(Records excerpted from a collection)
☆ ☆ ☆ ☆ ☆
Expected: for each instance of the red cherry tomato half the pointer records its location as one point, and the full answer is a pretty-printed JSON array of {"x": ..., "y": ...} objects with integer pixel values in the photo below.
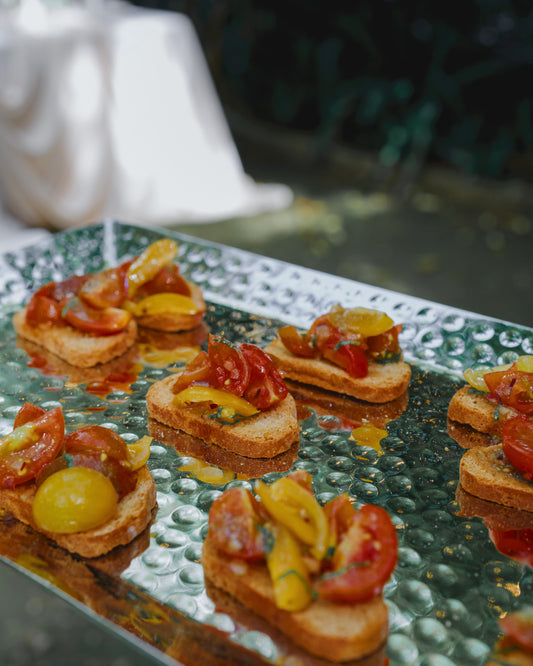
[
  {"x": 230, "y": 369},
  {"x": 27, "y": 413},
  {"x": 517, "y": 445},
  {"x": 97, "y": 322},
  {"x": 513, "y": 388},
  {"x": 23, "y": 465},
  {"x": 234, "y": 522},
  {"x": 167, "y": 280},
  {"x": 295, "y": 342},
  {"x": 363, "y": 560},
  {"x": 266, "y": 386},
  {"x": 106, "y": 289},
  {"x": 518, "y": 626},
  {"x": 99, "y": 439}
]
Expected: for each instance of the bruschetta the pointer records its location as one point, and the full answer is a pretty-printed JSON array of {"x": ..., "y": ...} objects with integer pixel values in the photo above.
[
  {"x": 87, "y": 490},
  {"x": 354, "y": 351}
]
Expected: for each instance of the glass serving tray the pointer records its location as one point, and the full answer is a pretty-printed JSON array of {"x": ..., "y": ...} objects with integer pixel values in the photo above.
[{"x": 451, "y": 584}]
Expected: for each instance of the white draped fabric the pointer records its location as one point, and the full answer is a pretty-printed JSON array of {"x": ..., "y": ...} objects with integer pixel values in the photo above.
[{"x": 111, "y": 112}]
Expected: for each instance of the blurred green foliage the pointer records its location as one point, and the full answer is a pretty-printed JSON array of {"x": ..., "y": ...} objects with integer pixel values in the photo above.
[{"x": 416, "y": 82}]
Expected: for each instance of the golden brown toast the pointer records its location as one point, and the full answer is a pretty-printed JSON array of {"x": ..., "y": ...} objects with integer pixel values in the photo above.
[
  {"x": 134, "y": 513},
  {"x": 264, "y": 435},
  {"x": 485, "y": 473},
  {"x": 73, "y": 346},
  {"x": 336, "y": 632},
  {"x": 384, "y": 382}
]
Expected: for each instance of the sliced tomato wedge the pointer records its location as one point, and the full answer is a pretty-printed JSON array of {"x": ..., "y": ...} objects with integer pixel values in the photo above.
[
  {"x": 96, "y": 322},
  {"x": 167, "y": 280},
  {"x": 512, "y": 387},
  {"x": 364, "y": 559},
  {"x": 107, "y": 288},
  {"x": 234, "y": 521},
  {"x": 518, "y": 626},
  {"x": 517, "y": 445},
  {"x": 295, "y": 342},
  {"x": 99, "y": 439},
  {"x": 230, "y": 369},
  {"x": 266, "y": 386},
  {"x": 24, "y": 464}
]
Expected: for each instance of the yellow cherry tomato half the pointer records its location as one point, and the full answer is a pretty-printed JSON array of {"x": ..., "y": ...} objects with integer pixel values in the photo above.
[
  {"x": 364, "y": 321},
  {"x": 163, "y": 303},
  {"x": 139, "y": 452},
  {"x": 148, "y": 264},
  {"x": 74, "y": 499}
]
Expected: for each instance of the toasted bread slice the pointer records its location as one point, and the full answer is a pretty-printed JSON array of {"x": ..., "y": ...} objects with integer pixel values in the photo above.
[
  {"x": 470, "y": 407},
  {"x": 134, "y": 513},
  {"x": 212, "y": 454},
  {"x": 172, "y": 322},
  {"x": 76, "y": 347},
  {"x": 485, "y": 472},
  {"x": 264, "y": 435},
  {"x": 495, "y": 516},
  {"x": 337, "y": 632},
  {"x": 384, "y": 382}
]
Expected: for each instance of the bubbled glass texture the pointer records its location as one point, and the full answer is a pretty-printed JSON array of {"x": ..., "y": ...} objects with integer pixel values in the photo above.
[{"x": 451, "y": 584}]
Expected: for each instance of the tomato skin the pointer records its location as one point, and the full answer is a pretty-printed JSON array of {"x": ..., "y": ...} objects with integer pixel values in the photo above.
[
  {"x": 363, "y": 560},
  {"x": 24, "y": 465},
  {"x": 234, "y": 522},
  {"x": 123, "y": 479},
  {"x": 230, "y": 369},
  {"x": 266, "y": 385},
  {"x": 513, "y": 388},
  {"x": 167, "y": 280},
  {"x": 107, "y": 321},
  {"x": 517, "y": 445}
]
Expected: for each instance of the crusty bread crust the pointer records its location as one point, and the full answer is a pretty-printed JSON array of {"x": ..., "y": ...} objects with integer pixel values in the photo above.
[
  {"x": 384, "y": 382},
  {"x": 134, "y": 513},
  {"x": 264, "y": 435},
  {"x": 76, "y": 347},
  {"x": 495, "y": 516},
  {"x": 345, "y": 407},
  {"x": 338, "y": 632},
  {"x": 212, "y": 454},
  {"x": 484, "y": 472},
  {"x": 472, "y": 408},
  {"x": 172, "y": 322}
]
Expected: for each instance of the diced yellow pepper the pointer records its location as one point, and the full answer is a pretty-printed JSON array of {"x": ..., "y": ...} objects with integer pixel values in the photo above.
[
  {"x": 232, "y": 405},
  {"x": 289, "y": 575},
  {"x": 18, "y": 439},
  {"x": 163, "y": 303},
  {"x": 146, "y": 266},
  {"x": 298, "y": 510}
]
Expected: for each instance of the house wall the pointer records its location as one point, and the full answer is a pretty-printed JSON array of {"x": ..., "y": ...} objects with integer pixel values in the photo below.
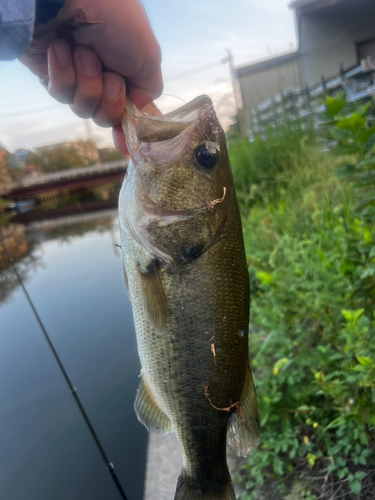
[
  {"x": 328, "y": 38},
  {"x": 258, "y": 87}
]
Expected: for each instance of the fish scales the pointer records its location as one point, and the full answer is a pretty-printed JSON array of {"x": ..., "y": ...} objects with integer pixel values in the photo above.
[{"x": 187, "y": 279}]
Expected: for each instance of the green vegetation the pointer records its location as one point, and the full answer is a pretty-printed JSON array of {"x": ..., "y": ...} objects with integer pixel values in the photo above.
[{"x": 310, "y": 241}]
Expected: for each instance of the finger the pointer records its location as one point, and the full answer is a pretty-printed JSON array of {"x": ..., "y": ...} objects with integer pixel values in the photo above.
[
  {"x": 119, "y": 139},
  {"x": 61, "y": 71},
  {"x": 112, "y": 103},
  {"x": 89, "y": 82}
]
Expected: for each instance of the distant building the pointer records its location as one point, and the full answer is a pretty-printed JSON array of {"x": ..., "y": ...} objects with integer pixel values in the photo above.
[
  {"x": 332, "y": 35},
  {"x": 264, "y": 79},
  {"x": 86, "y": 149},
  {"x": 4, "y": 154}
]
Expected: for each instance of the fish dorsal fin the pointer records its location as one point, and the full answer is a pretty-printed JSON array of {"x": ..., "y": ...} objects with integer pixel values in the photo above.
[
  {"x": 153, "y": 298},
  {"x": 148, "y": 411},
  {"x": 243, "y": 425}
]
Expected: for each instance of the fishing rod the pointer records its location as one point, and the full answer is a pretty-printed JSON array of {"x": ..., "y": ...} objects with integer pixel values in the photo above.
[{"x": 73, "y": 389}]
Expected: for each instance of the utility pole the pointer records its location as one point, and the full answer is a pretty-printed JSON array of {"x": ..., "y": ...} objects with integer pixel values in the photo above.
[{"x": 239, "y": 109}]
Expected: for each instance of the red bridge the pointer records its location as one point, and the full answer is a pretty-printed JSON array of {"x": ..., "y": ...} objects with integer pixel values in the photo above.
[{"x": 69, "y": 180}]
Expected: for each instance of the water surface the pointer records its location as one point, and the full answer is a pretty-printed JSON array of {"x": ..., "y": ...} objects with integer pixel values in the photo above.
[{"x": 72, "y": 270}]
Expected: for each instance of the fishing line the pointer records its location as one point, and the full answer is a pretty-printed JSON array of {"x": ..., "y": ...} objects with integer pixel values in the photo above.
[
  {"x": 86, "y": 418},
  {"x": 176, "y": 96}
]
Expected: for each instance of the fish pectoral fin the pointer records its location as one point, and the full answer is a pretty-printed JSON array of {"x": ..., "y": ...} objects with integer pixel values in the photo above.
[
  {"x": 153, "y": 298},
  {"x": 243, "y": 425},
  {"x": 148, "y": 411},
  {"x": 126, "y": 282}
]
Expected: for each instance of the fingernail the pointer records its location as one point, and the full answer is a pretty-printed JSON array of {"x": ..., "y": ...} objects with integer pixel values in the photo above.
[
  {"x": 62, "y": 53},
  {"x": 88, "y": 61},
  {"x": 112, "y": 88}
]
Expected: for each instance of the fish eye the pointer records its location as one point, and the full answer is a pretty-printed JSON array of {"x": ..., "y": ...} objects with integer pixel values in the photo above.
[{"x": 206, "y": 155}]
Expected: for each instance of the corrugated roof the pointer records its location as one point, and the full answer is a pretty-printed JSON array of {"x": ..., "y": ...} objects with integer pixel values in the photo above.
[
  {"x": 269, "y": 63},
  {"x": 306, "y": 5}
]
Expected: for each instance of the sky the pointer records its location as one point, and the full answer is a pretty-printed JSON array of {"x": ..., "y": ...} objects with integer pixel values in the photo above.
[{"x": 193, "y": 36}]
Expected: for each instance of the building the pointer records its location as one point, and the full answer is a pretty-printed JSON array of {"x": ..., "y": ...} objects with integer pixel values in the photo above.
[
  {"x": 4, "y": 179},
  {"x": 332, "y": 35},
  {"x": 86, "y": 149},
  {"x": 264, "y": 79}
]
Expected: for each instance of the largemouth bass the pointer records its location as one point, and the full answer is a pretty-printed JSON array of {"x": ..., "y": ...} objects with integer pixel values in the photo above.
[{"x": 187, "y": 279}]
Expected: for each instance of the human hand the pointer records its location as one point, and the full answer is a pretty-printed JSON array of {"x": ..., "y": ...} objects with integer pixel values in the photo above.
[{"x": 86, "y": 52}]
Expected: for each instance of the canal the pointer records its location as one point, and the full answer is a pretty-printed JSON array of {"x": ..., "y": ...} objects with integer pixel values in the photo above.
[{"x": 72, "y": 270}]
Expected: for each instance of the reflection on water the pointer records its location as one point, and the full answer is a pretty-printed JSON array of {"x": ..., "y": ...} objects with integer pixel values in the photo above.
[{"x": 72, "y": 270}]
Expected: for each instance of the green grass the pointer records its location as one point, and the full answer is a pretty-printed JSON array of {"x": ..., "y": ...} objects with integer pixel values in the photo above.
[{"x": 312, "y": 338}]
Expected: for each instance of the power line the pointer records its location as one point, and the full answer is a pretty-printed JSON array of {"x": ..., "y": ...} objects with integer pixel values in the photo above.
[
  {"x": 194, "y": 70},
  {"x": 10, "y": 114},
  {"x": 86, "y": 418}
]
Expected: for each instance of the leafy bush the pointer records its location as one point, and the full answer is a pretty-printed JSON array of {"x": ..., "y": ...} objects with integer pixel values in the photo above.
[
  {"x": 259, "y": 166},
  {"x": 312, "y": 338}
]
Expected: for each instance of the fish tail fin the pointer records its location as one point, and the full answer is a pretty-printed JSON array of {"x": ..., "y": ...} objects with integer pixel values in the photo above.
[
  {"x": 189, "y": 490},
  {"x": 243, "y": 425}
]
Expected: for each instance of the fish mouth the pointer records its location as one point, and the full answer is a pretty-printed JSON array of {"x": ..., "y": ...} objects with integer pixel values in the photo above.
[{"x": 140, "y": 127}]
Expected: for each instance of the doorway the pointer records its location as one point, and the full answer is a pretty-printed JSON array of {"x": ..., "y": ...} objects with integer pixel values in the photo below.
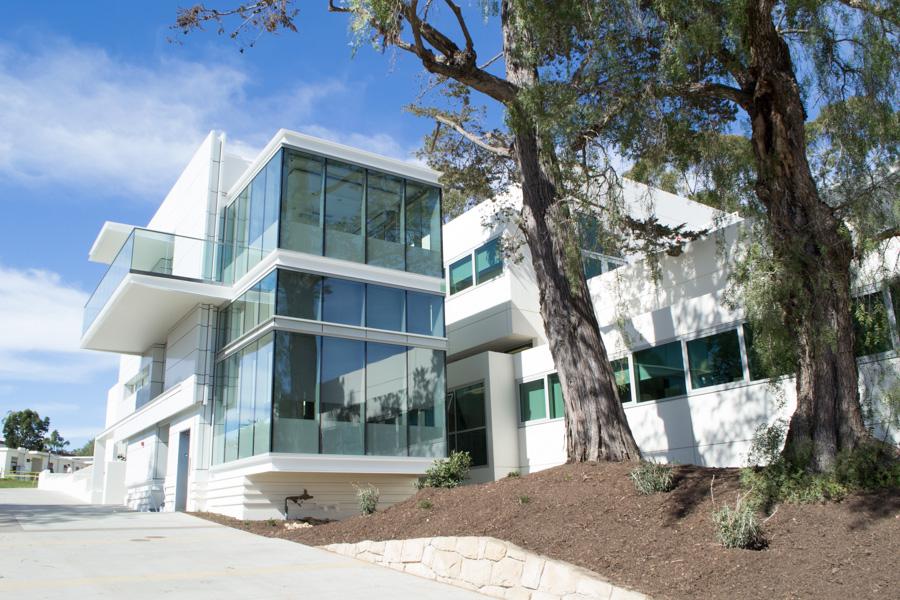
[{"x": 184, "y": 461}]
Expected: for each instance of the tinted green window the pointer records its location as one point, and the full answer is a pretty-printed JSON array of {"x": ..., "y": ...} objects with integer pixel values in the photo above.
[
  {"x": 532, "y": 402},
  {"x": 344, "y": 211},
  {"x": 460, "y": 274},
  {"x": 660, "y": 372},
  {"x": 343, "y": 301},
  {"x": 622, "y": 373},
  {"x": 423, "y": 229},
  {"x": 870, "y": 322},
  {"x": 341, "y": 397},
  {"x": 424, "y": 313},
  {"x": 296, "y": 393},
  {"x": 715, "y": 359},
  {"x": 386, "y": 399},
  {"x": 299, "y": 295},
  {"x": 301, "y": 208},
  {"x": 593, "y": 266},
  {"x": 895, "y": 300},
  {"x": 557, "y": 407},
  {"x": 488, "y": 261},
  {"x": 384, "y": 212},
  {"x": 426, "y": 389},
  {"x": 466, "y": 423},
  {"x": 384, "y": 307}
]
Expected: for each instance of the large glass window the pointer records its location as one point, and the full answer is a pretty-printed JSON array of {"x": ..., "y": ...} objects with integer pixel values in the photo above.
[
  {"x": 301, "y": 210},
  {"x": 557, "y": 406},
  {"x": 263, "y": 395},
  {"x": 296, "y": 393},
  {"x": 622, "y": 373},
  {"x": 532, "y": 402},
  {"x": 341, "y": 396},
  {"x": 425, "y": 388},
  {"x": 715, "y": 359},
  {"x": 384, "y": 307},
  {"x": 466, "y": 423},
  {"x": 230, "y": 399},
  {"x": 299, "y": 295},
  {"x": 424, "y": 314},
  {"x": 488, "y": 261},
  {"x": 660, "y": 372},
  {"x": 343, "y": 301},
  {"x": 246, "y": 387},
  {"x": 344, "y": 211},
  {"x": 386, "y": 399},
  {"x": 460, "y": 274},
  {"x": 423, "y": 229},
  {"x": 384, "y": 220},
  {"x": 870, "y": 322}
]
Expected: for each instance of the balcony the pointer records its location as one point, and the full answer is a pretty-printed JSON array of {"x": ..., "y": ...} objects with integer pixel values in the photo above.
[{"x": 152, "y": 282}]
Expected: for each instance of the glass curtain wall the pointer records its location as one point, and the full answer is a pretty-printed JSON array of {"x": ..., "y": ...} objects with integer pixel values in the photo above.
[
  {"x": 250, "y": 223},
  {"x": 243, "y": 402}
]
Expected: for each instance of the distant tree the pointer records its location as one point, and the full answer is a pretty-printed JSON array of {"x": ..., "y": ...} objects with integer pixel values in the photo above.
[
  {"x": 25, "y": 429},
  {"x": 55, "y": 443},
  {"x": 87, "y": 449}
]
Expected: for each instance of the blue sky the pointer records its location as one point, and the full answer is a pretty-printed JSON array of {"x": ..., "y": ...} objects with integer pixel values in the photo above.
[{"x": 98, "y": 115}]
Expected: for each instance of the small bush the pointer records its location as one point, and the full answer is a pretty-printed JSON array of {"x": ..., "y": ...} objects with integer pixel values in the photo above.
[
  {"x": 447, "y": 472},
  {"x": 367, "y": 497},
  {"x": 739, "y": 527},
  {"x": 652, "y": 478}
]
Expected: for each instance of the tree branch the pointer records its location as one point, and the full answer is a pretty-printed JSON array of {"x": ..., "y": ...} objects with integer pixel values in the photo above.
[{"x": 475, "y": 139}]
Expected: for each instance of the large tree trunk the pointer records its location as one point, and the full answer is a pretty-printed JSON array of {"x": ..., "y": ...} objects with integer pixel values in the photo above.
[
  {"x": 815, "y": 249},
  {"x": 596, "y": 426}
]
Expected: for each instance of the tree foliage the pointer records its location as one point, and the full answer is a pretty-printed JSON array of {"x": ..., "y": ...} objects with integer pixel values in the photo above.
[{"x": 25, "y": 429}]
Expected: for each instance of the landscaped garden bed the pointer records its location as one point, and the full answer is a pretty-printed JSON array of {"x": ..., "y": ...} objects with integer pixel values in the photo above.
[{"x": 661, "y": 544}]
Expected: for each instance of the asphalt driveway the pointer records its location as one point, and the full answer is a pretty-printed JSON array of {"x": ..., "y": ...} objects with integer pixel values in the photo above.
[{"x": 52, "y": 547}]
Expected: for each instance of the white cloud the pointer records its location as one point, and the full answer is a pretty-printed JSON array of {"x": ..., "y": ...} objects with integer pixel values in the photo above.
[
  {"x": 40, "y": 329},
  {"x": 75, "y": 115}
]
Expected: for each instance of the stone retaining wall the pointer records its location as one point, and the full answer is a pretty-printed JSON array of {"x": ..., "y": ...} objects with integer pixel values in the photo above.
[{"x": 489, "y": 566}]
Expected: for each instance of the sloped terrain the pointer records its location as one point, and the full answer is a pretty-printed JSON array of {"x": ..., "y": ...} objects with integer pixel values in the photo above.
[{"x": 663, "y": 545}]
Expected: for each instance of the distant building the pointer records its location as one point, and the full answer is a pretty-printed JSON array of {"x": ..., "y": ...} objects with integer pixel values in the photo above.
[
  {"x": 19, "y": 461},
  {"x": 282, "y": 330}
]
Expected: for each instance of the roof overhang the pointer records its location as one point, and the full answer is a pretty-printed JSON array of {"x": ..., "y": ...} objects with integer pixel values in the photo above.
[
  {"x": 144, "y": 309},
  {"x": 109, "y": 241}
]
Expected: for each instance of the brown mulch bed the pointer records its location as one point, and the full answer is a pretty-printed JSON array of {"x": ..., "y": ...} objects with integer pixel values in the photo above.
[{"x": 663, "y": 545}]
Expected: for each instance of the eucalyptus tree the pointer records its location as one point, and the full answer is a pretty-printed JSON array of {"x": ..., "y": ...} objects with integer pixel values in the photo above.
[
  {"x": 813, "y": 86},
  {"x": 555, "y": 72}
]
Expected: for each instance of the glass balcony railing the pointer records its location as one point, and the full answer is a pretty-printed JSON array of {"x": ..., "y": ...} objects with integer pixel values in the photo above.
[{"x": 156, "y": 253}]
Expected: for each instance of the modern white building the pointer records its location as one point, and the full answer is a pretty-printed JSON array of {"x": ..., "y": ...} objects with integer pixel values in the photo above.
[{"x": 299, "y": 324}]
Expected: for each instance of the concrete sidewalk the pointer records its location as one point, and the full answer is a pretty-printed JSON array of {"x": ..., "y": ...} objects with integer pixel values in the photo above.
[{"x": 54, "y": 548}]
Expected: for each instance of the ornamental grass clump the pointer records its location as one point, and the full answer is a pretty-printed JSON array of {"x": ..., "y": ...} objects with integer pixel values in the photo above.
[
  {"x": 367, "y": 497},
  {"x": 652, "y": 478},
  {"x": 447, "y": 472}
]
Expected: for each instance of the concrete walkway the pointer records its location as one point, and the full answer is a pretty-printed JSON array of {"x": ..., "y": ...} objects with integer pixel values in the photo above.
[{"x": 52, "y": 547}]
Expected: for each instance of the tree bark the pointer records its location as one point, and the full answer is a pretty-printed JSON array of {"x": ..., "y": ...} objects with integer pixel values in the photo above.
[
  {"x": 815, "y": 248},
  {"x": 596, "y": 426}
]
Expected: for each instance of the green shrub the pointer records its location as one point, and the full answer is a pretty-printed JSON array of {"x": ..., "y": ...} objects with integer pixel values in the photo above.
[
  {"x": 447, "y": 472},
  {"x": 739, "y": 527},
  {"x": 651, "y": 478},
  {"x": 367, "y": 497}
]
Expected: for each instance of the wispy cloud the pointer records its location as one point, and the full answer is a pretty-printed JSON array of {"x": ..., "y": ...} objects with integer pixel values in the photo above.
[
  {"x": 75, "y": 115},
  {"x": 40, "y": 329}
]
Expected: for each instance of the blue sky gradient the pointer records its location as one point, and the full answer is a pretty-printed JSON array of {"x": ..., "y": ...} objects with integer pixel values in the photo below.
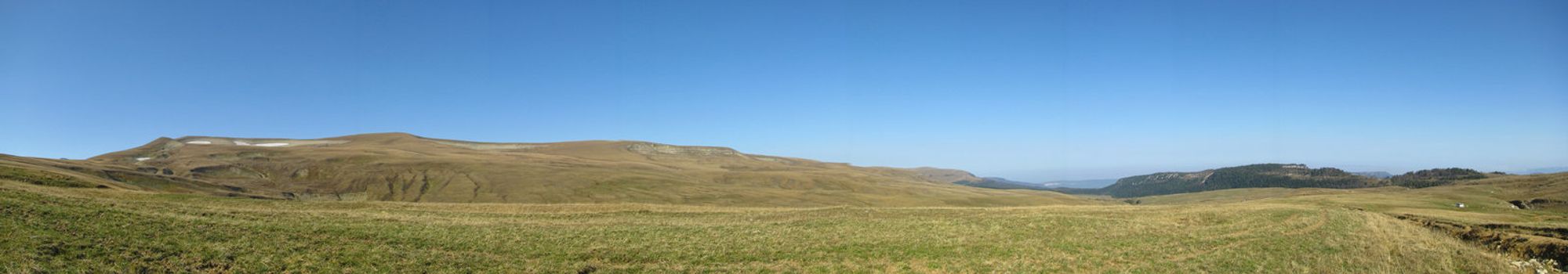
☆ ☆ ☆ ☆ ☆
TASK TO CARRY OUT » Set the pictures aside and restate word for word only the lines from the line containing "Expected: for each instance of the green shrub" through the end of the entries above, both included.

OUTPUT OF THE TASK »
Expected: for each instance of the green shrub the pointer records its location as one point, and the full answer is a pretty-printed JSON array of {"x": ..., "y": ...} objects with integer pixel values in the photo above.
[
  {"x": 447, "y": 472},
  {"x": 739, "y": 527},
  {"x": 651, "y": 478},
  {"x": 367, "y": 497}
]
Expected: for each instance of the wispy cloud the pointer records its location as one point, and the full answer is a pretty-printed JSON array of {"x": ..., "y": ...} objects with integer pixel values in the photo above.
[
  {"x": 75, "y": 115},
  {"x": 40, "y": 329}
]
Expected: for each instance of the blue sky gradient the pointer records its location as one point, and the full answer is a pretty-printed JSON array of {"x": ..., "y": ...} objects with integer pixel values in the photo below.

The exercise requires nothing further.